What you should do: In the listing, find every line that has the string "burger" and copy it.

◆ ◆ ◆ ◆ ◆ ◆ ◆

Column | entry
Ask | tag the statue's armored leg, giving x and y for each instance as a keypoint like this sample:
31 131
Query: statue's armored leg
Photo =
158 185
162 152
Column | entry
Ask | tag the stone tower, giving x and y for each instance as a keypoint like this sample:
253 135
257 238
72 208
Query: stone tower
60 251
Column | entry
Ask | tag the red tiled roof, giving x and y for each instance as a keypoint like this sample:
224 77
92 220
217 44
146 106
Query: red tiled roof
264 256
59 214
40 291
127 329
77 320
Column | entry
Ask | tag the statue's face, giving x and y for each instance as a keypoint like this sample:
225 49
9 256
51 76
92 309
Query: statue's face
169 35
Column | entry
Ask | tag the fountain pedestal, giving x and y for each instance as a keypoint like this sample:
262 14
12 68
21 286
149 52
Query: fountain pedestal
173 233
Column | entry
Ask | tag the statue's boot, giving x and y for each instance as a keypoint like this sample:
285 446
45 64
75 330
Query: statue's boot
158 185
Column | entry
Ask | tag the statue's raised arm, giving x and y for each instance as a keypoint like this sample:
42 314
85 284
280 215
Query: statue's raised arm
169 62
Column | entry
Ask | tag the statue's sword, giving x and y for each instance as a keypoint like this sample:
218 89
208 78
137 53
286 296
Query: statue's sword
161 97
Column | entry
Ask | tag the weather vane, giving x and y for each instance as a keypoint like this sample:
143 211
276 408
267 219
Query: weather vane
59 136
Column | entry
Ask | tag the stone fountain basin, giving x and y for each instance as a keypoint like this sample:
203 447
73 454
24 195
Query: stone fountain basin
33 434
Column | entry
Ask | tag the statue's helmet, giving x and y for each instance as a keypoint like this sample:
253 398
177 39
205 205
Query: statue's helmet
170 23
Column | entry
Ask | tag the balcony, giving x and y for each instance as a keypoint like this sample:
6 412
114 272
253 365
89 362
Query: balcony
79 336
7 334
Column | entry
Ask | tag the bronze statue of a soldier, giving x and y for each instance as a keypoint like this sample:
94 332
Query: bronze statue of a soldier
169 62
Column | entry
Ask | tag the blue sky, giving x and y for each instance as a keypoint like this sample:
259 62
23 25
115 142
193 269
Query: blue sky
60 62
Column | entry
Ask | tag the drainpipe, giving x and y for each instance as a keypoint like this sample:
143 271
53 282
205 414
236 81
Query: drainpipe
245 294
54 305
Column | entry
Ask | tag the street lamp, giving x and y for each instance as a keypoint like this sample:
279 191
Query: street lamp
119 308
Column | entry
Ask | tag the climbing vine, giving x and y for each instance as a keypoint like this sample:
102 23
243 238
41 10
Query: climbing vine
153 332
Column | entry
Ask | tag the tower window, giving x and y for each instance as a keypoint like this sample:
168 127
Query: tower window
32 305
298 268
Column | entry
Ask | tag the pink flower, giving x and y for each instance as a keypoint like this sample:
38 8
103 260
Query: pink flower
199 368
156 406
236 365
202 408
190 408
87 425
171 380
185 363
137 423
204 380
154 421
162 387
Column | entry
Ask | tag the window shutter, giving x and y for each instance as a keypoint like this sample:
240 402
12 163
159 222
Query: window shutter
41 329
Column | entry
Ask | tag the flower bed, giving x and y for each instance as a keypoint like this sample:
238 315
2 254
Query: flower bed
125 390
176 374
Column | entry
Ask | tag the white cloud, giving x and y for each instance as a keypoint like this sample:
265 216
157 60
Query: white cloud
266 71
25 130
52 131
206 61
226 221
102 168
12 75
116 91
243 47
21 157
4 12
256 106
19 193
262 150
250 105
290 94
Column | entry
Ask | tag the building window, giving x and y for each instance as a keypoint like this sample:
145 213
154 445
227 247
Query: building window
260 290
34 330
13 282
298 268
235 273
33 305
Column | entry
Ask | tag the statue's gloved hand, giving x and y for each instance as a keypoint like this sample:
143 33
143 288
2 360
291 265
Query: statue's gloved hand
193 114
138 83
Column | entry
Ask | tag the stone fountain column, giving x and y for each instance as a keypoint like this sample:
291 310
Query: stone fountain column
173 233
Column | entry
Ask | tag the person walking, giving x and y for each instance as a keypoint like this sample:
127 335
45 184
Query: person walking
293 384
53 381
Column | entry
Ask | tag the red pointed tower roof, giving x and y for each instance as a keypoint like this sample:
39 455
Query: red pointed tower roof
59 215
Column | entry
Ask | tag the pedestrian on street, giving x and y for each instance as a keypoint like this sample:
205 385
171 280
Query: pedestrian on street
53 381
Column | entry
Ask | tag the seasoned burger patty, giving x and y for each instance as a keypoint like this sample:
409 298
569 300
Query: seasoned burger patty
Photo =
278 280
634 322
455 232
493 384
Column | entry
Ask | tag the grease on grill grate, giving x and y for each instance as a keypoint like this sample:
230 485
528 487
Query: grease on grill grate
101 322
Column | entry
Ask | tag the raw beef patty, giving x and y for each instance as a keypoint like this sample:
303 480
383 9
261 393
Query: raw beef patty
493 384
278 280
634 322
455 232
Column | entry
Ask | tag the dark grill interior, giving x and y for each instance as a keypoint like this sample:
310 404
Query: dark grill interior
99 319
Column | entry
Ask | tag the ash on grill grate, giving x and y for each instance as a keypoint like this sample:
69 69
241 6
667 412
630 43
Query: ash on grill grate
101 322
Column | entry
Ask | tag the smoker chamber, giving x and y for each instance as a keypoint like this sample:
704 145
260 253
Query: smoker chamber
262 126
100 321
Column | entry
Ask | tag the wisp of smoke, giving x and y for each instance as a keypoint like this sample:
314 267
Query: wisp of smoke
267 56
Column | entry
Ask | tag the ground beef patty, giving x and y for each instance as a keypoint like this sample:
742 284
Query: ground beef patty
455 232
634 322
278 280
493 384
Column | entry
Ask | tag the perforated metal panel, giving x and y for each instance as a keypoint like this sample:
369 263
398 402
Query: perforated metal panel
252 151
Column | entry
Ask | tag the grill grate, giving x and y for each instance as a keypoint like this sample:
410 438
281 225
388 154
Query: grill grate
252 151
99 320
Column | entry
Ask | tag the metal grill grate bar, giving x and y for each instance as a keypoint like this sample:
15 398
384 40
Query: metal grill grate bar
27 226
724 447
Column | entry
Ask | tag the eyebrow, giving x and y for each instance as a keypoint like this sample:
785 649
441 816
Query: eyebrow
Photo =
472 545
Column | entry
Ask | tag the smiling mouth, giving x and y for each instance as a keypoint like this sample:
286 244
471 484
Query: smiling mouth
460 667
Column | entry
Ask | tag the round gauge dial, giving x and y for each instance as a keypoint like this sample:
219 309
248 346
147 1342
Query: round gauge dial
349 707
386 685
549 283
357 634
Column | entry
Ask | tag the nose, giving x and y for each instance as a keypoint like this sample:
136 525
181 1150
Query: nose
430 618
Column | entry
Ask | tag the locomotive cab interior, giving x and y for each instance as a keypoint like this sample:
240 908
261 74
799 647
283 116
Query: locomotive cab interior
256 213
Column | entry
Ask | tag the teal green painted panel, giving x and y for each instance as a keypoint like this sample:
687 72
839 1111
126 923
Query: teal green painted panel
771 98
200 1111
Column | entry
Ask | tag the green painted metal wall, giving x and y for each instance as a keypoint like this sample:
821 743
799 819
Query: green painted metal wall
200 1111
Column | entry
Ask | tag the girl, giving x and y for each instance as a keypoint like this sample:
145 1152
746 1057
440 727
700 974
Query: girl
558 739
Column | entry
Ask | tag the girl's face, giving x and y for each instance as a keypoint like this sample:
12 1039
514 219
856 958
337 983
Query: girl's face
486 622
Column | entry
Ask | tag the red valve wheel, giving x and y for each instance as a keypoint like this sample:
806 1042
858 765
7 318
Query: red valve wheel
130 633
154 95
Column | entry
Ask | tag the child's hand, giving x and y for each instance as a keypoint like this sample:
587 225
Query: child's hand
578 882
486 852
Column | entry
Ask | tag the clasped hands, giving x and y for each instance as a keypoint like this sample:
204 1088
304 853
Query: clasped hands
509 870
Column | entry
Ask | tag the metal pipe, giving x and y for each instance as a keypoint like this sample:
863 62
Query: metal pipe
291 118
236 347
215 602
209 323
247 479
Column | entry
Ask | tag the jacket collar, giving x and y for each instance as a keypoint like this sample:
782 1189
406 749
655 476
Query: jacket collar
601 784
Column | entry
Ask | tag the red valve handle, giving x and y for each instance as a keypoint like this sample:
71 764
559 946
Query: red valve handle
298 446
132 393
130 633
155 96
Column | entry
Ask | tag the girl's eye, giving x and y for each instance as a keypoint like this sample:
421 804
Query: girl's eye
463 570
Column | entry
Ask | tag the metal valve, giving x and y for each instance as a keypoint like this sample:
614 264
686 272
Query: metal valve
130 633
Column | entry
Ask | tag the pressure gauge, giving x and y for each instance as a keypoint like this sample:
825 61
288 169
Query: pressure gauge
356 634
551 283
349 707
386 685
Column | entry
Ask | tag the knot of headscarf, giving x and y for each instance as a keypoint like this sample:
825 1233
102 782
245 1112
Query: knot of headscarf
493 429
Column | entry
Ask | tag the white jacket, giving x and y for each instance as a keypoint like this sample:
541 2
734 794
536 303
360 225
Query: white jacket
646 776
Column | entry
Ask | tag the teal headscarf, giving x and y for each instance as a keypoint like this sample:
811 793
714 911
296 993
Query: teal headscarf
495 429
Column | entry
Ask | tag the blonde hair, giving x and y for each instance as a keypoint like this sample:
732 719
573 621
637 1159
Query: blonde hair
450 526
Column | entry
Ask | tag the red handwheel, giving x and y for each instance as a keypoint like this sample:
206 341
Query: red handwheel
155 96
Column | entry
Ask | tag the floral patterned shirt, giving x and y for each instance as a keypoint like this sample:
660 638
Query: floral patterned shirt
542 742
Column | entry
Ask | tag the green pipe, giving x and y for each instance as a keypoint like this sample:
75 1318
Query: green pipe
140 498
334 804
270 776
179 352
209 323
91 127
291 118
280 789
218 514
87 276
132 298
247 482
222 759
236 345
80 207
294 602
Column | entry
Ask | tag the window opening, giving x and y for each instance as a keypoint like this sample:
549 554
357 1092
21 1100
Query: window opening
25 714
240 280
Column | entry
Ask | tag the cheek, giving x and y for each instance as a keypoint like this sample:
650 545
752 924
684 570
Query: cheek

◆ ◆ ◆ ◆ ◆ ◆ ◆

Result of this task:
Ask | tag the seasoned burger patty, giving x and y for each instance as a keypoint like this sample:
Query: seasoned burger patty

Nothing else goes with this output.